§ Stated problem
Everything from the line containing "Where can you spot the lower" through the last line of the records must be returned verbatim, and nothing outside that range.

§ Data records

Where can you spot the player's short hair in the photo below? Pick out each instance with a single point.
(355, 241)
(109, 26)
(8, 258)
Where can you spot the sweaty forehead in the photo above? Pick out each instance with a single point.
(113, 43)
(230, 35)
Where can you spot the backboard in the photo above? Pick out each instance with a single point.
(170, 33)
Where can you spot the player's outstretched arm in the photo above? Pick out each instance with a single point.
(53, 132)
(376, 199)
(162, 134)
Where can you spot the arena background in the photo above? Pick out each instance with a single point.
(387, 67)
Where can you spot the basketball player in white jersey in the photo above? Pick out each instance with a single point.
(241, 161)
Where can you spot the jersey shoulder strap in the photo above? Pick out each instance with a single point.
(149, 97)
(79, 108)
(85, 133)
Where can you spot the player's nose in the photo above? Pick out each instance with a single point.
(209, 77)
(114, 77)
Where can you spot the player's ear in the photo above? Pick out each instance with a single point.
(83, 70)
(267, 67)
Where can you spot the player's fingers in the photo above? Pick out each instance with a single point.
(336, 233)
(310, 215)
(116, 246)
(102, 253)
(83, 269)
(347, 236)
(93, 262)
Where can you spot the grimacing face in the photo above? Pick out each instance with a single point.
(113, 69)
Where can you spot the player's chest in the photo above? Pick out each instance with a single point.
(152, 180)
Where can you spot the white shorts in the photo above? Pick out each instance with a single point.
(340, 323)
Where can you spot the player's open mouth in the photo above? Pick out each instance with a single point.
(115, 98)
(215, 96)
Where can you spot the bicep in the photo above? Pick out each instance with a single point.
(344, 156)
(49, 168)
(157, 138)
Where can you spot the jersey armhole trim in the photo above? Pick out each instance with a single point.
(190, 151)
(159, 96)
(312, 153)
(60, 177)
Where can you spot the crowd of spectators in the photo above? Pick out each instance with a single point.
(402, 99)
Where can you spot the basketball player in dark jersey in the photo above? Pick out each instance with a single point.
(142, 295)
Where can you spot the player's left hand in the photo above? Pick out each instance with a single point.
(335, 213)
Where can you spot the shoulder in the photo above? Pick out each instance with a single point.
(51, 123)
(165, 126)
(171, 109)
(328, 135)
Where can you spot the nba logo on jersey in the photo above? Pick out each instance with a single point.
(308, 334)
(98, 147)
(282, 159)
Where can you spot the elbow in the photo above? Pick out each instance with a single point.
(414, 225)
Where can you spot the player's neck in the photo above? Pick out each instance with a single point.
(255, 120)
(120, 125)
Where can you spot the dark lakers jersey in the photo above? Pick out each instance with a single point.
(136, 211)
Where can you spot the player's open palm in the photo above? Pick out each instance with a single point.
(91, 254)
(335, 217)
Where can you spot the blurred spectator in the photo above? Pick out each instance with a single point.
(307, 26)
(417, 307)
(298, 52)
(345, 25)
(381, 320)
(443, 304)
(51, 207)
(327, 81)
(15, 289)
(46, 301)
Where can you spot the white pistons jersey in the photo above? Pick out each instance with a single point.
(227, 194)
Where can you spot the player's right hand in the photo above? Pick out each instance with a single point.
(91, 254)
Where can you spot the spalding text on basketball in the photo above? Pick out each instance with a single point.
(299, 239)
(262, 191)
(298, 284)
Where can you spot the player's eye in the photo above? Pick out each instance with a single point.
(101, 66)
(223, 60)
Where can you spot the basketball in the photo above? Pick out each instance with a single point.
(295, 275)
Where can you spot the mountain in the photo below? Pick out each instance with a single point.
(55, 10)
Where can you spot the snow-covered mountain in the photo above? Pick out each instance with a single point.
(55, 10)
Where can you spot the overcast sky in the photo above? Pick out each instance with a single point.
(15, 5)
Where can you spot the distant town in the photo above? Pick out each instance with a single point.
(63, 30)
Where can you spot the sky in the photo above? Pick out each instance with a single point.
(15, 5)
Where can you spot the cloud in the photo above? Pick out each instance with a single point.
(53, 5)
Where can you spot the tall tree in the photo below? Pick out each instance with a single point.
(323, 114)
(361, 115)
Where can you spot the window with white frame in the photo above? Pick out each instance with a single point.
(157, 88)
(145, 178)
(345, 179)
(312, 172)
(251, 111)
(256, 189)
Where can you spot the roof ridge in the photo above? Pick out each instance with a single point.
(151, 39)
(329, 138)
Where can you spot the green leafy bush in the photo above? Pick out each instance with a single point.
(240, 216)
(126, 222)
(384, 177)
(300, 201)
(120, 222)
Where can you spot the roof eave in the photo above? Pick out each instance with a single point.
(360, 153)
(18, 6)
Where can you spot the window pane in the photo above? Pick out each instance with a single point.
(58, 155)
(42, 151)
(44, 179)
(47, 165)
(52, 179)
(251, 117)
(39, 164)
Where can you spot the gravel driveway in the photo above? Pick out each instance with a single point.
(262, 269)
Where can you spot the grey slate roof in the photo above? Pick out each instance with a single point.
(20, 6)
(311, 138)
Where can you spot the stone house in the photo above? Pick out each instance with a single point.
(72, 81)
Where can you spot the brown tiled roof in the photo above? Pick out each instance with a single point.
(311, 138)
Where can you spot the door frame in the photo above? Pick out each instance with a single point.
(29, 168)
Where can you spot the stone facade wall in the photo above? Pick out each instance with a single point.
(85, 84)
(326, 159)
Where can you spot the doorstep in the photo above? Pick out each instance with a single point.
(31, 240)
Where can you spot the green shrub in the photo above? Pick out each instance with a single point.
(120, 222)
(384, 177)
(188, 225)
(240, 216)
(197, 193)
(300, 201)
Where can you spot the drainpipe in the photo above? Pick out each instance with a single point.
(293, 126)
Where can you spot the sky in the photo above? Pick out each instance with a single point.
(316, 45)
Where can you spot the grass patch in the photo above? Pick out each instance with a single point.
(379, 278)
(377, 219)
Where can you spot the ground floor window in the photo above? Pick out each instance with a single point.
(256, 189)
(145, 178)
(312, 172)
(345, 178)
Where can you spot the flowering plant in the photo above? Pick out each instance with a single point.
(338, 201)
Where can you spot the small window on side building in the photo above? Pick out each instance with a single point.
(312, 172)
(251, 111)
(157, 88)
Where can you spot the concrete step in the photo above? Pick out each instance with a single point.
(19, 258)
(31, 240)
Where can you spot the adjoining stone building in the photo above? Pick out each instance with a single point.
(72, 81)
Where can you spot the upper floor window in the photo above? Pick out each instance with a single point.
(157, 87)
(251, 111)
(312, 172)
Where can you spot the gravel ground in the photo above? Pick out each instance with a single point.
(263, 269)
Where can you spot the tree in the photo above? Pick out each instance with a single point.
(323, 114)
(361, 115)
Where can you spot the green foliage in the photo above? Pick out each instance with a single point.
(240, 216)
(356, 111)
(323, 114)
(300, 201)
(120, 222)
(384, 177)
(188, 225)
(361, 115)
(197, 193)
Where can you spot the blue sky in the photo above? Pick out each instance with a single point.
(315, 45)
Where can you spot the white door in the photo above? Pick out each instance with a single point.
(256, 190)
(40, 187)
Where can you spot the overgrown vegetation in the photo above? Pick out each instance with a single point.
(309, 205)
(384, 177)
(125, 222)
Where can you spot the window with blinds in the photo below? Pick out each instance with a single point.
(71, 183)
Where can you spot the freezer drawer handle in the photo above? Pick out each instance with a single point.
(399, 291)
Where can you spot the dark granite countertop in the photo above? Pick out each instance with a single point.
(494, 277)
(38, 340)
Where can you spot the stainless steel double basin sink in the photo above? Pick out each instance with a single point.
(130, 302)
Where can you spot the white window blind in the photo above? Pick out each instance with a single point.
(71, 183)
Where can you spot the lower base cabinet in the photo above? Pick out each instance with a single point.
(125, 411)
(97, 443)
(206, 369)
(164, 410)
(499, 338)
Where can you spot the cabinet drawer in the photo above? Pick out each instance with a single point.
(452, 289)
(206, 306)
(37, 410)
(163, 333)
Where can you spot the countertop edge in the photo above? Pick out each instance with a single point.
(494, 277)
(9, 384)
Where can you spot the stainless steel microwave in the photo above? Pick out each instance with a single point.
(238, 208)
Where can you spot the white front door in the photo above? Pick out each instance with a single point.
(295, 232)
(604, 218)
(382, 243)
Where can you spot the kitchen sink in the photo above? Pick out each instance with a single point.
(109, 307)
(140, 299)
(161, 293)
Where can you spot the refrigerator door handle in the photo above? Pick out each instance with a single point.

§ Task output
Where can you spot the lower base cabinet in the photo above? Pick out each instance with a single point.
(125, 411)
(97, 443)
(206, 369)
(164, 410)
(499, 338)
Where can you spot the cabinet drawer in the photo above? Pick out each instance with a single point.
(452, 289)
(206, 306)
(37, 410)
(163, 333)
Where can you spot the countertop edge in the photo above? Pick out each instance with a single point.
(494, 277)
(9, 384)
Where can you spot the stainless steel microwave in the photo above? Pick out each instance with a single point.
(238, 208)
Where can you spot the white front door in the photo above? Pick out each instance with a single point.
(295, 232)
(604, 218)
(382, 243)
Where can you spot the kitchen sink in the photo above? Pick out each instance with a single point.
(109, 307)
(140, 299)
(161, 293)
Where can you spot the refrigerator door handle in the photo above? Pick out each instance with a single point.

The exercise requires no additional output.